Data shown
#####

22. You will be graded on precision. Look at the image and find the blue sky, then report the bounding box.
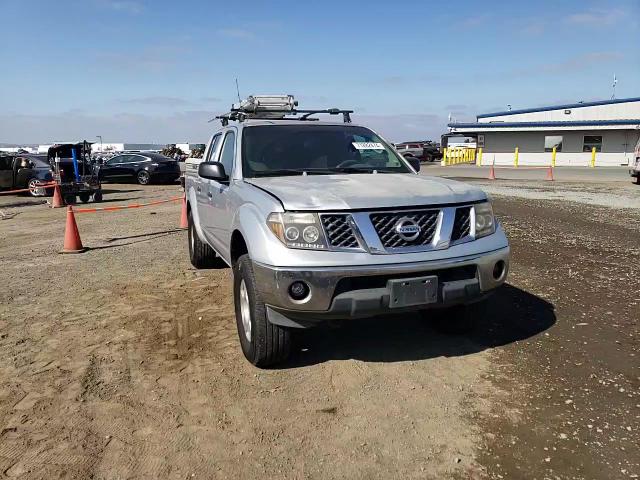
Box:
[0,0,640,143]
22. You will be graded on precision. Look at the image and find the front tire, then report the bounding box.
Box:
[136,170,151,185]
[233,254,291,367]
[187,210,216,269]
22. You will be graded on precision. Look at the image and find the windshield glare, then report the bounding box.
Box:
[242,124,411,178]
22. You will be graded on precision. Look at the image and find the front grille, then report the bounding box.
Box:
[321,215,360,248]
[451,207,471,242]
[369,210,440,248]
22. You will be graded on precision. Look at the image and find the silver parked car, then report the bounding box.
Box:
[185,96,509,366]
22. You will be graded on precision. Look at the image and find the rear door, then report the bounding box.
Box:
[0,157,13,188]
[100,155,128,180]
[195,132,223,244]
[200,128,236,258]
[124,155,149,177]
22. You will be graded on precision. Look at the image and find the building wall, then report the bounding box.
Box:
[483,130,640,166]
[478,101,640,123]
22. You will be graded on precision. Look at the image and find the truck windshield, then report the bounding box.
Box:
[242,123,411,178]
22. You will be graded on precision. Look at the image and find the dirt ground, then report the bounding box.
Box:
[0,177,640,480]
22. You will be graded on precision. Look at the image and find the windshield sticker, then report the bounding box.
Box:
[351,142,384,150]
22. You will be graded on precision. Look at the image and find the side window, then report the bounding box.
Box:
[582,135,602,152]
[205,133,222,162]
[0,157,12,170]
[218,132,236,176]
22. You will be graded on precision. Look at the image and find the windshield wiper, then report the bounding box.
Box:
[253,168,306,177]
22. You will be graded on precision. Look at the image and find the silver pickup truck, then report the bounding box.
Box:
[185,96,509,367]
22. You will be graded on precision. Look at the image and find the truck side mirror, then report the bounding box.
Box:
[198,162,229,182]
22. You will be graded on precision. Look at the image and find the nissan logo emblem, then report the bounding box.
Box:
[395,217,420,242]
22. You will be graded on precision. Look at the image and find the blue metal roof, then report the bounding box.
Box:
[476,97,640,118]
[448,118,640,129]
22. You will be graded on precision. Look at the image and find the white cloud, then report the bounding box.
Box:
[567,8,627,26]
[100,0,144,14]
[218,28,256,40]
[0,109,446,144]
[118,96,191,107]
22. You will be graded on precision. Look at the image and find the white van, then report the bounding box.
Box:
[629,138,640,185]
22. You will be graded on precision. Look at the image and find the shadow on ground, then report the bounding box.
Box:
[281,284,556,368]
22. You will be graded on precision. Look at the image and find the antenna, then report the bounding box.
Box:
[236,77,242,102]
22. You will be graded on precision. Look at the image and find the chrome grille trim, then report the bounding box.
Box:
[369,209,440,250]
[320,213,361,250]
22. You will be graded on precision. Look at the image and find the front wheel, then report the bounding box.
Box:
[136,170,151,185]
[233,254,291,367]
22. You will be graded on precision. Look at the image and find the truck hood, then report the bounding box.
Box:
[247,173,487,210]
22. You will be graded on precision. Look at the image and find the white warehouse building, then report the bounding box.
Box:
[449,97,640,166]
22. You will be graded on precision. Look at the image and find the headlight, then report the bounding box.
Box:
[267,212,327,250]
[473,202,496,238]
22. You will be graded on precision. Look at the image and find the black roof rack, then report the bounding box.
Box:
[209,95,353,126]
[216,108,353,127]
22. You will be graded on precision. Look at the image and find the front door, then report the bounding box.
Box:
[0,157,13,188]
[100,155,129,180]
[200,130,236,258]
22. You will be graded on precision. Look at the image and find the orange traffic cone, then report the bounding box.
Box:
[547,167,553,182]
[180,196,189,228]
[60,205,86,253]
[51,183,64,208]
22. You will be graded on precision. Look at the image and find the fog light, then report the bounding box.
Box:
[493,260,505,280]
[289,281,309,301]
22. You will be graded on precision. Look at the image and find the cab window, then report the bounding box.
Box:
[205,133,222,162]
[218,131,236,176]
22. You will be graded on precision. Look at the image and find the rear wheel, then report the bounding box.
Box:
[136,170,151,185]
[27,178,47,197]
[187,210,216,268]
[233,254,291,367]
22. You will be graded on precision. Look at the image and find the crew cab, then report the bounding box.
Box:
[185,96,510,367]
[629,138,640,185]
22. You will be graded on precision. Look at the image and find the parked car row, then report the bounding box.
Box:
[0,152,181,197]
[0,154,53,197]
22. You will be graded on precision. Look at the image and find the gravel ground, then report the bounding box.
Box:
[0,178,640,479]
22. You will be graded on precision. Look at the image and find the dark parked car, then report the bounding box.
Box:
[96,152,180,185]
[0,154,53,197]
[395,140,442,162]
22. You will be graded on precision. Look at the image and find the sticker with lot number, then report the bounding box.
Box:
[352,142,384,150]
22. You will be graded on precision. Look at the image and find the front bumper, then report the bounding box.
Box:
[253,247,510,327]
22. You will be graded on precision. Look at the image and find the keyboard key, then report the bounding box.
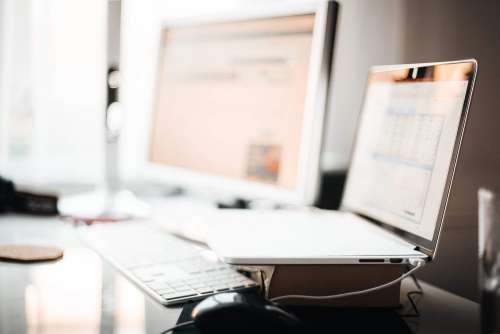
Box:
[162,293,196,300]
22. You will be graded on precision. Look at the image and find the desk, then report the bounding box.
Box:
[0,215,479,334]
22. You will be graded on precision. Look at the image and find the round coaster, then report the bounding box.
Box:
[0,245,63,262]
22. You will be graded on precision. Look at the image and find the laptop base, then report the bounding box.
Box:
[248,264,405,308]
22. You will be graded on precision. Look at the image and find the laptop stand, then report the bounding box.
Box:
[246,264,404,308]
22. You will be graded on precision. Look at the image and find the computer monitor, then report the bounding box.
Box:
[139,2,337,205]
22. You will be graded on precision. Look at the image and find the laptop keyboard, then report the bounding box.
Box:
[82,223,258,305]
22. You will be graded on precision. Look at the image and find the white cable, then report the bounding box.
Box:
[271,259,425,302]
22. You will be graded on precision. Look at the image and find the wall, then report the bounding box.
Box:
[402,0,500,299]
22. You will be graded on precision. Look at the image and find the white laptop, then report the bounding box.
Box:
[207,60,477,265]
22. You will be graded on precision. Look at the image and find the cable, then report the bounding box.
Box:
[271,259,425,302]
[401,274,424,318]
[160,320,194,334]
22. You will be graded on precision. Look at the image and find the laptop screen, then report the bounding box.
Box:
[343,62,475,240]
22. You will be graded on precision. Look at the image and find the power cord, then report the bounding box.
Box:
[161,320,194,334]
[401,274,424,318]
[270,259,425,302]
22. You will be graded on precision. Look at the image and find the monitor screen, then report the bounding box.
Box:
[149,14,315,190]
[343,62,473,240]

#####

Aim of the exercise
Could you copy all of the rows above word for word, omitting the pictures?

Solution
22. You will be graded on precision. Look at the image and find the blue sky, then report the bounding box.
Box:
[0,0,640,143]
22. You will be graded on precision. Look at the image and find the front tire, then report the bounding box.
Box:
[136,170,151,185]
[233,254,291,367]
[187,210,216,269]
22. You will be graded on precision. Look at the image and find the windshield glare, then report the bounding box.
Box:
[242,124,411,178]
22. You will be graded on precision. Look at the image and find the front grille, then report the bounding box.
Box:
[321,215,360,248]
[451,207,471,242]
[369,210,440,248]
22. You will be graded on precision. Look at the image and find the silver parked car, then report the bounding box.
Box:
[185,96,509,366]
22. You will be graded on precision. Look at the image and find the rear door, then report the bounding box.
Box:
[0,157,13,188]
[100,155,128,180]
[195,132,223,244]
[200,128,236,258]
[124,155,149,177]
22. You will be graded on precision. Look at the image and find the building wall, then report the bounding box.
Box:
[483,130,640,166]
[478,101,640,123]
22. You will be graded on precision. Look at the image and find the truck windshield, then report the bounding box.
Box:
[242,123,411,178]
22. You will be graded on precision. Look at the image and find the dirt ground, then report the bounding box.
Box:
[0,177,640,480]
22. You will be graded on precision. Look at the image and find the windshield sticker, then report the bounding box.
Box:
[351,142,384,150]
22. You will be graded on precision. Look at the image and find the side window, then report the bounding box.
Box:
[582,135,602,152]
[205,133,222,162]
[0,157,12,170]
[218,132,236,176]
22. You will be graded on precision. Look at the image and find the windshield wiper, then report the bounding box.
Box:
[253,168,306,177]
22. You will be graded on precision. Look at the image and find the silver pickup truck, then report the bounding box.
Box:
[185,96,509,367]
22. You will be graded on precision. Look at the image and find the truck side mirror, then report the bounding box.
Box:
[198,162,229,182]
22. You will be graded on precision. Look at the image and find the nissan logo emblem, then report the bounding box.
Box:
[395,217,420,242]
22. You will be graded on precision. Look at the image and find the blue metal roof, then report the bounding box.
Box:
[476,97,640,118]
[448,118,640,129]
22. You will be graded on precision. Look at the image and find the white cloud, then report the bounding box.
Box:
[567,8,627,26]
[100,0,144,14]
[218,28,256,40]
[0,109,446,144]
[118,96,191,107]
22. You will be graded on precision. Look at the image and find the white van, then report the bounding box.
Box:
[629,138,640,185]
22. You will be graded on precision. Look at the image and find the shadow on ground, then report the bounding box.
Box:
[281,284,556,368]
22. You will be graded on precision. Look at the image and find the antenna, then report the bounding box.
Box:
[236,77,242,102]
22. You will be graded on precision. Look at the image and find the chrome grille trim, then report the bounding box.
Box:
[369,209,440,250]
[320,213,361,250]
22. You will be graded on precision. Look at the image and find the front wheel, then report the bounding box.
Box:
[136,170,151,185]
[233,254,291,367]
22. You will be graded on precision. Look at the image and find the truck hood, then report the bounding box.
Box:
[247,173,487,210]
22. You will be graded on precision. Look at the image and find the white warehouse building, then report the bounding box.
Box:
[449,97,640,166]
22. You will be graded on precision. Look at the image and find the headlight, then report the bounding box.
Box:
[267,212,327,250]
[473,202,496,238]
22. You will be graded on precision. Look at the image and find the black roof rack, then report the bounding box.
Box:
[209,95,353,126]
[216,108,353,127]
22. You will be graded on precision. Look at the image and find the front door, then report the bounding box.
Box:
[0,157,13,188]
[100,155,129,180]
[200,130,236,258]
22. You will be graded on precision. Look at the image and find the orange traffic cone, then report the bounding box.
Box:
[547,167,553,182]
[180,196,189,228]
[60,205,86,253]
[51,183,64,208]
22. You will be graded on precision. Look at the image and find the fog light, then report the bounding box.
Box:
[493,260,505,280]
[289,281,309,301]
22. You will be graded on precision. Look at the image and find the cab window, then report the bounding box.
Box:
[205,133,222,162]
[218,131,236,176]
22. You will be graded on precision. Look at the image and find the rear wheel, then report the bounding box.
Box:
[136,170,151,185]
[27,178,47,197]
[187,210,216,268]
[233,254,291,367]
22. You will be graded on precision. Look at the image and find the crew cab, then report the bounding box.
Box:
[185,96,510,367]
[629,138,640,185]
22. You will be graded on precision. Look at the image and find the parked car row, then report the bounding box.
Box:
[0,152,181,197]
[0,154,53,197]
22. You will be graded on precision. Look at the image and find the gravel ground, then report the bounding box.
Box:
[0,178,640,479]
22. You will be graded on precision. Look at the image and find the dark parked car, then report the bounding box.
Box:
[96,152,180,185]
[0,154,53,197]
[395,140,442,162]
22. You will be graded on precision. Look at the image and find the sticker with lot number, then report the bounding box.
Box:
[352,142,384,150]
22. You will be graded on precision. Look at the image and find the front bumper, then report the bounding box.
Box:
[253,247,510,327]
22. You will be graded on precision. Look at the image and find the keyboard key, then report the bounding box.
Box:
[162,293,196,300]
22. You will be graded on precision. Look at the image and find the desk, then report the bounding box.
Box:
[0,215,479,334]
22. You will be graded on precision. Look at the image and find the round coaster, then report the bounding box.
Box:
[0,245,63,262]
22. You will be graded on precision. Look at the image and find the laptop base, then report the bounding box.
Box:
[248,264,405,308]
22. You will be graded on precision. Look at the image and find the laptop stand, then report the bounding box.
Box:
[246,264,404,308]
22. You will be graded on precision. Look at the image and find the computer monitor, then report the bounding box.
Box:
[139,2,337,205]
22. You will be graded on precision. Look at the image and find the laptop keyboard, then report the bounding box.
Box:
[82,223,258,305]
22. You will be graded on precision. Look at the image and find the white cable, then report the bounding box.
Box:
[271,259,425,302]
22. You will be graded on precision. Look at the image and find the wall, then report the bounding box.
Box:
[402,0,500,299]
22. You will be graded on precision. Look at the image and find the white laptop, then report the bounding box.
Box:
[207,60,477,265]
22. You will be graded on precision. Look at the image and find the cable, then report the bounding box.
Box:
[271,259,425,302]
[401,274,424,318]
[160,320,194,334]
22. You will be graded on precision. Look at the image and find the laptop screen, then report the bounding box.
Box:
[343,62,475,240]
22. You will be graded on precision. Look at the image and find the power cord, then report the bounding box.
Box:
[161,320,194,334]
[401,274,424,318]
[270,259,425,302]
22. You will be graded on precision. Look at the image and find the monitor screen, then report the bounding box.
Box:
[149,14,315,190]
[343,62,473,240]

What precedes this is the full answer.